## Assigned task
What is needed is an exact copy of the data that follows.

--------

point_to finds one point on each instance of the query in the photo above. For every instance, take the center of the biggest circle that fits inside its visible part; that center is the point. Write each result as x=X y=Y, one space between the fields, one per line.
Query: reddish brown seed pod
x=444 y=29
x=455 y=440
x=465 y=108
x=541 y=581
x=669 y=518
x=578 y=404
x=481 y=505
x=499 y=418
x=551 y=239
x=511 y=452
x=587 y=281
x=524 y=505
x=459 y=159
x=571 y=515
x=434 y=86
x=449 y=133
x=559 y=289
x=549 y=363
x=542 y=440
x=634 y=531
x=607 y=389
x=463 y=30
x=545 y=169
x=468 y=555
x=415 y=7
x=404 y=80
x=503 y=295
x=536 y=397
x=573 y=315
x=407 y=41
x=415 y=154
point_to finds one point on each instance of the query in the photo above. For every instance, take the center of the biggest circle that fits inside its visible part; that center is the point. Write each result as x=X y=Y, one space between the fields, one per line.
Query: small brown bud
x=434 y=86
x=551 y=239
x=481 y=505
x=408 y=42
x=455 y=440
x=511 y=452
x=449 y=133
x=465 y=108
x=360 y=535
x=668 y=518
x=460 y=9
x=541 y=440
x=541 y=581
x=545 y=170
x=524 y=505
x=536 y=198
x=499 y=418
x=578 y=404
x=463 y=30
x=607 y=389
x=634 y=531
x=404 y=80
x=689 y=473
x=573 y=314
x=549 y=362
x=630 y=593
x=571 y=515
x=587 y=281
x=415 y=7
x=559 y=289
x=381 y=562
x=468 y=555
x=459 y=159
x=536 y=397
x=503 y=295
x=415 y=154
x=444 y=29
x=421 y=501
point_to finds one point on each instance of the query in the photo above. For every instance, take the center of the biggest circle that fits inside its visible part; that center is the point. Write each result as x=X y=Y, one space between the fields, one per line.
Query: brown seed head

--------

## Response to the exercise
point_to finds one point on each instance of the query in the photo above. For every instance, take the center of the biggest circle that fits inside its visible part; that center is the point. Write each result as x=X y=Y, one space between the fields, one per line.
Query: reddish brown seed pod
x=444 y=29
x=455 y=440
x=465 y=108
x=541 y=581
x=669 y=518
x=578 y=404
x=481 y=505
x=499 y=418
x=551 y=239
x=511 y=452
x=587 y=281
x=524 y=505
x=459 y=159
x=571 y=515
x=434 y=86
x=449 y=133
x=559 y=289
x=549 y=363
x=542 y=440
x=634 y=531
x=607 y=389
x=463 y=30
x=545 y=169
x=468 y=555
x=415 y=7
x=404 y=80
x=503 y=295
x=536 y=397
x=573 y=315
x=407 y=41
x=415 y=154
point_to finds one point on each instance of the query in the photo above. For every instance, take the center of the biggest circle that fits inside its visible part; that center is the point. Write each result as x=X y=Y, one space between the fields, one per line.
Query: small brown bud
x=434 y=86
x=551 y=239
x=481 y=505
x=408 y=42
x=455 y=440
x=511 y=452
x=449 y=133
x=465 y=108
x=360 y=535
x=668 y=518
x=460 y=9
x=541 y=440
x=541 y=581
x=545 y=170
x=524 y=505
x=536 y=198
x=499 y=418
x=578 y=404
x=463 y=30
x=607 y=389
x=634 y=531
x=404 y=80
x=689 y=473
x=573 y=314
x=549 y=362
x=630 y=593
x=571 y=515
x=587 y=281
x=415 y=7
x=559 y=289
x=381 y=562
x=468 y=555
x=459 y=159
x=536 y=397
x=503 y=295
x=415 y=154
x=444 y=29
x=421 y=501
point_to finds one point on each instance of the query in the photo above. For every instance, take the center of the biggest circle that fits inside its visible part; that center is the point. Write each result as x=X y=Y, one space between the fields, one per line.
Query: brown seed head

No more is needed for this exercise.